- Textauszug
Der ICE Flirt

Es ist 7.45 Uhr und ich stehe am Bahnsteig und warte auf den ICE. Mir fällt eine junge Dame auf, die nicht weit entfernt von mir steht. In einer beigen Jacke hatte sie die Kapuze über ihrem Kopf und mir fielen die grauen Winterstiefel auf. Sie warf mir einen kleinen Blick zu und ich war leicht beeindruckt. Viel Zeit zum Überlegen blieb mir aber nicht, denn die Durchsage aus den Lautsprechern erklang, dass der ICE in wenigen Minuten einfuhr. Es war der letzte kleine Blick, indem sie mich kurz musterte und dann fuhr der ICE auch schon ein. Ein doppelter ICE mit rund 10 Wagen und ich konzentrierte mich auf einfahren, einsteigen, Platz suchen oder erstreiten. Streiten? Ja, mit der netten Zicke, die bereits mit ihrem Freund auf meinem Platz saß. Ich sagte: „Sorry, da sitze ich“. Da kam als Antwort: „Das glaube ich nicht“ und anstatt sich für die zickige, schnippische Antwort zu entschuldigen, kam nur „ach dann ist der vordere Platz wohl unserer“.

- Aufgabenstellung
Prüfe, ob die Aussagen 1., 2. und 3. mit dem Text über den ICE-Flirt übereinstimmen, und antworte jeweils mit Ja oder Nein sowie den entscheidenden Worten des Textes als wörtlichem Zitat. 1. Die junge Dame am Bahnsteig trug eine beige Jacke. 2. Der einfahrende ICE hatte rund 20 Wagen. 3. Die Frau, die mit ihrem Freund auf dem Platz saß, entschuldigte sich für ihre Antwort. Die Daten haben mit dem Text über den ICE-Flirt nichts zu tun.

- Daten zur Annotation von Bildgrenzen
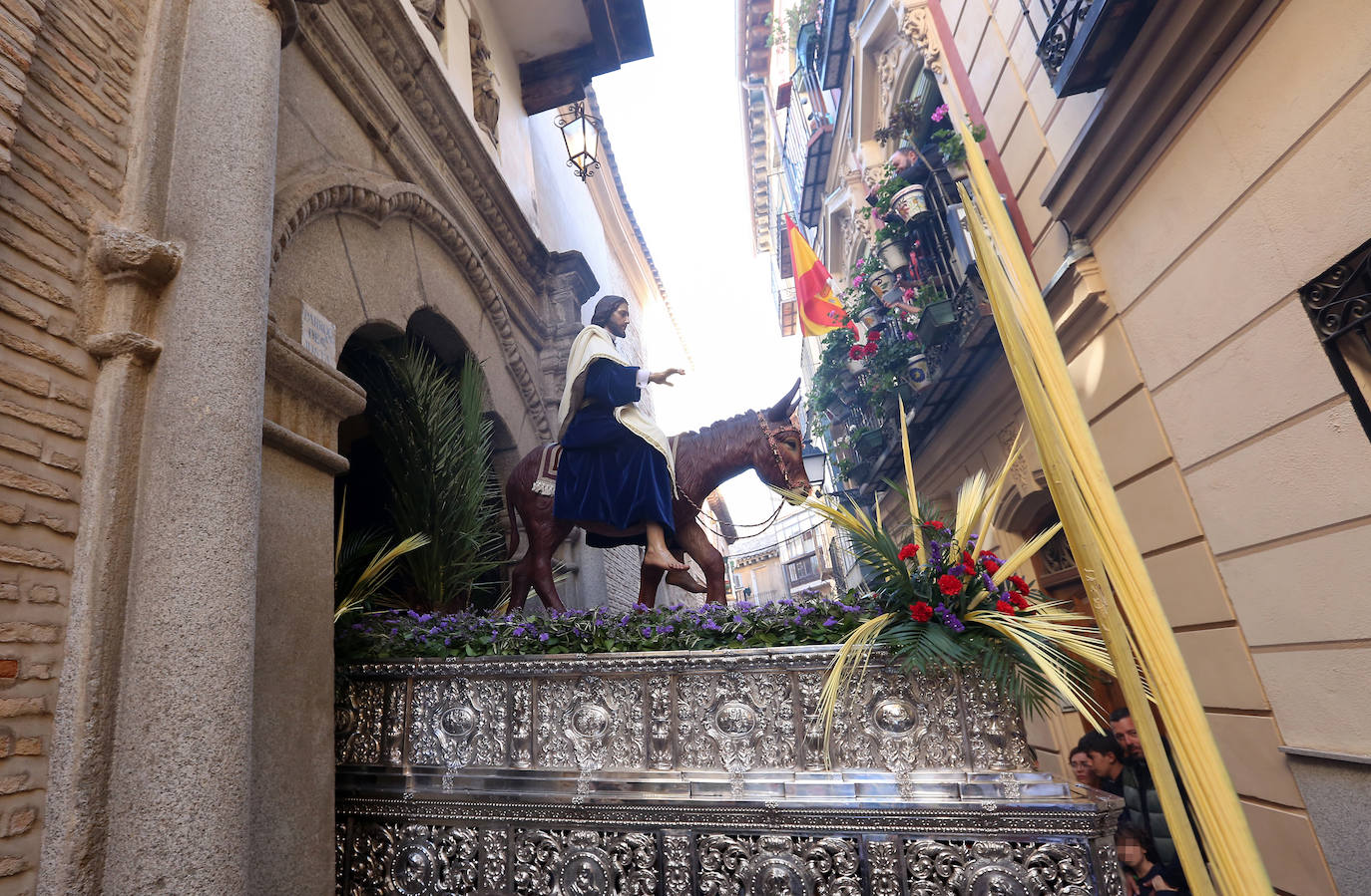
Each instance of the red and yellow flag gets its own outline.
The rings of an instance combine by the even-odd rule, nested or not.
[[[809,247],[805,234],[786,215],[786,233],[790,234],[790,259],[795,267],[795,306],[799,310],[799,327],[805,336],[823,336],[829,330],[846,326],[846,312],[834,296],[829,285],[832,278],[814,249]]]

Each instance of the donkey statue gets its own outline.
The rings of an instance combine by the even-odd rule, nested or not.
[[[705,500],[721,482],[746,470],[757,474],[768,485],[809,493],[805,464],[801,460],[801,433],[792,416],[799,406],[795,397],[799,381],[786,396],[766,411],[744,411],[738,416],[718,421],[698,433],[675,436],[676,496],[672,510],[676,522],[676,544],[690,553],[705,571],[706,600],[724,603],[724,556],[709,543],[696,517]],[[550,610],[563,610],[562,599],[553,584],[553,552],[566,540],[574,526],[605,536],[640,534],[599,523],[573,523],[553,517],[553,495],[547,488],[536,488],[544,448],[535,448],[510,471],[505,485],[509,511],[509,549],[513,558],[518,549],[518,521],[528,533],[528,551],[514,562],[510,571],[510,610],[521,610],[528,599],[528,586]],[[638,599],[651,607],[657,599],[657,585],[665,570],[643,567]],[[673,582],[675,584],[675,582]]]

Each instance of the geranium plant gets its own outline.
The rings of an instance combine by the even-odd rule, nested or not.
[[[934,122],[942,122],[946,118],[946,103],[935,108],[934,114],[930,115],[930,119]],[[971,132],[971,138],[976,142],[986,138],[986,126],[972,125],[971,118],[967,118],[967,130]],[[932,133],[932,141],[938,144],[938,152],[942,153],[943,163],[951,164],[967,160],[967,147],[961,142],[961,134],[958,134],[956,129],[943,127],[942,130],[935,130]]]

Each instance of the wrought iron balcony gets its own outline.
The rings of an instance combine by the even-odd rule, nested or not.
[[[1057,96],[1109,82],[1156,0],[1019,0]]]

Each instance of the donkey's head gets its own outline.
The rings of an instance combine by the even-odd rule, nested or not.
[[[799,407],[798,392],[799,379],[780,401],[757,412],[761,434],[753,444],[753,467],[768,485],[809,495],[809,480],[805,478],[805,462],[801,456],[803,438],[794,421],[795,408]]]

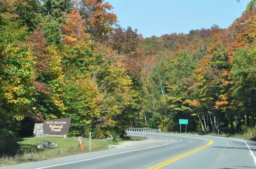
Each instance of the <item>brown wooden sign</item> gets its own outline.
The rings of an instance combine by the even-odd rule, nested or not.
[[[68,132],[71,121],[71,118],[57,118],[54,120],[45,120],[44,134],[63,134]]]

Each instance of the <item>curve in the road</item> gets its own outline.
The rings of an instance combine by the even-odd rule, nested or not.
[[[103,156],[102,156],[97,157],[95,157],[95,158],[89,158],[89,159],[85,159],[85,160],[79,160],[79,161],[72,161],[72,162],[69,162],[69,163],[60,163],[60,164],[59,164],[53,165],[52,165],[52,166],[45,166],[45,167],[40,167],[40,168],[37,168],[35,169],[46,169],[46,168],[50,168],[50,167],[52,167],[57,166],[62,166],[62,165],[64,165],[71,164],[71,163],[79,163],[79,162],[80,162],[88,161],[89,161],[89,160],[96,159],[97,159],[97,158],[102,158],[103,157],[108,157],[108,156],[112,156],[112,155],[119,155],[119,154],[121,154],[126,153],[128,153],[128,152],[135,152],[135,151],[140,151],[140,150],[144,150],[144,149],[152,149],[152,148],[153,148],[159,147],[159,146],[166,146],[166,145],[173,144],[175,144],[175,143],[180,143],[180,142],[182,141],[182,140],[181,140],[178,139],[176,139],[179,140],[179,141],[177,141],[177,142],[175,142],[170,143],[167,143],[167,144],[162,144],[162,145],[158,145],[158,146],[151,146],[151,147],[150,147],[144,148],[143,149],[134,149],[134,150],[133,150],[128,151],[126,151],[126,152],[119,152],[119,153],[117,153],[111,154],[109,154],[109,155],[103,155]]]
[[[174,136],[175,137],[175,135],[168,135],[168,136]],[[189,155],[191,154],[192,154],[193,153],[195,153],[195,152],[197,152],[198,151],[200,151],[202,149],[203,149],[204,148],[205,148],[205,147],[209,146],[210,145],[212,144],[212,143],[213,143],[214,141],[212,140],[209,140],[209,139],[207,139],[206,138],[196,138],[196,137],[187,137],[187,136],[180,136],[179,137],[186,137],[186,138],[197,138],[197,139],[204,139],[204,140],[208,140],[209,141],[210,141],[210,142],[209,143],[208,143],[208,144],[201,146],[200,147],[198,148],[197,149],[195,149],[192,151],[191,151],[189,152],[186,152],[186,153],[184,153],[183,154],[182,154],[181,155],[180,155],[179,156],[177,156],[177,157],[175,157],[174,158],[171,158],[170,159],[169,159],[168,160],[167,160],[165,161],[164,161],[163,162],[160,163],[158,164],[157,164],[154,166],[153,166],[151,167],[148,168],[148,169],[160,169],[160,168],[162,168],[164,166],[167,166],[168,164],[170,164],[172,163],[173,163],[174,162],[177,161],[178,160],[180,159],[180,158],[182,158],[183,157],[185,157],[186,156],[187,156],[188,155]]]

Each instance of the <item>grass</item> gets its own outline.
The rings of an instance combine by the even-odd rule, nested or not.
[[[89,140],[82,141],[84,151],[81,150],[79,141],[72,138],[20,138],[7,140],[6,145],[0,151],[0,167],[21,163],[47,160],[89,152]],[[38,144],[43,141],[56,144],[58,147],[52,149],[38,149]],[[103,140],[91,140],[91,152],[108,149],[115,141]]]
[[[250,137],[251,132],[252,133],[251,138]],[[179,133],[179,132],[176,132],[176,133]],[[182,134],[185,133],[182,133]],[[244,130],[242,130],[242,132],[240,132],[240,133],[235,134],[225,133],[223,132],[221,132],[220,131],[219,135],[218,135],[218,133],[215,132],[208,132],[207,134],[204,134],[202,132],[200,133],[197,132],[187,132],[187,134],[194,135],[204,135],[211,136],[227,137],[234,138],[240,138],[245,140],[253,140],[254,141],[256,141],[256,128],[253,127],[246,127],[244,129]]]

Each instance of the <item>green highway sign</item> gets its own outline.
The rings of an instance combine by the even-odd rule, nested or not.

- Lösung
1. Ja: „In einer beigen Jacke hatte sie die Kapuze über ihrem Kopf“
2. Nein: „Ein doppelter ICE mit rund 10 Wagen“
3. Nein: „anstatt sich für die zickige, schnippische Antwort zu entschuldigen“